** Supplied text **
== == ==

Frameworks. Along with our implementation of recursive dataflow graphs (built on TensorFlow 1.3.0), we also implemented neural networks on other frameworks, including TensorFlow  (TF 1.3.0) without recursive graphs, which allows an iterative way of programming, and PyTorch  (PTH 0.3.1), which only supports the static unrolling technique. Since native TensorFlow does not support recursive definitions, we used TensorFlow’s control flow operators to train the neural networks in an iterative fashion, as shown in Section 2. For PyTorch, we dynamically create a new graph structure for each sentence. Although implementing the static unrolling technique on TensorFlow is possible, the graph generation overhead tends to be very large; instead, we use PyTorch for the unrolling technique, which incurs negligible graph construction overhead.

== == ==

** Data lines **
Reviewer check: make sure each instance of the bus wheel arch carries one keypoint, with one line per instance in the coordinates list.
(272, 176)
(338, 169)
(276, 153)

== == ==

** Written request 1 **
In the frameworks text, which version of PyTorch was used?
** Written request 2 **
Decide whether each statement agrees with the frameworks text. For each one, answer yes or no and quote the exact words from the frameworks text that settle it.
(a) The recursive dataflow graphs were built on TensorFlow 1.3.0.
(b) PyTorch supports more than the static unrolling technique.
(c) Static unrolling on TensorFlow has only a small graph generation overhead.
** Written request 3 **
Write the next part of the frameworks text, starting after its last sentence.

** Final result 1 **
PyTorch 0.3.1 (PTH 0.3.1).

** Final result 2 **
(a) Yes: "built on TensorFlow 1.3.0"
(b) No: "which only supports the static unrolling technique"
(c) No: "the graph generation overhead tends to be very large"

** Final result 3 **
Hardware specification. All numbers reported in this paper were retrieved from experiment results on a single machine of two 18-core Intel Xeon E5-2695 @ 2.10 GHz processors with 256GB RAM, unless otherwise specified. We also used an NVIDIA Titan X GPU for certain models. Unlike other common neural networks such as convolutional models, the unstructured input data of recursive neural networks makes it difficult to exploit the full computational power of GPUs. Thus, we use GPUs only if they introduce performance gain compared to CPU-only execution. Our implementation and TensorFlow showed greater performance on CPUs, while PyTorch performed better on a GPU.
6.2 Throughput and Convergence Time
We start our analysis by measuring the training and inference throughputs with the recursive, iterative, and static unrolling implementations.
Training throughput. Figure 7 shows the throughput of training the TreeRNN, RNTN, and TreeLSTM models using the Large Movie Review dataset with recursive, iterative, and static unrolling implementations. The models were trained with batch sizes of 1, 10, and 25.222The original TreeRNN, RNTN, and TreeLSTM papers state that using a batch size of 25 yielded the best model.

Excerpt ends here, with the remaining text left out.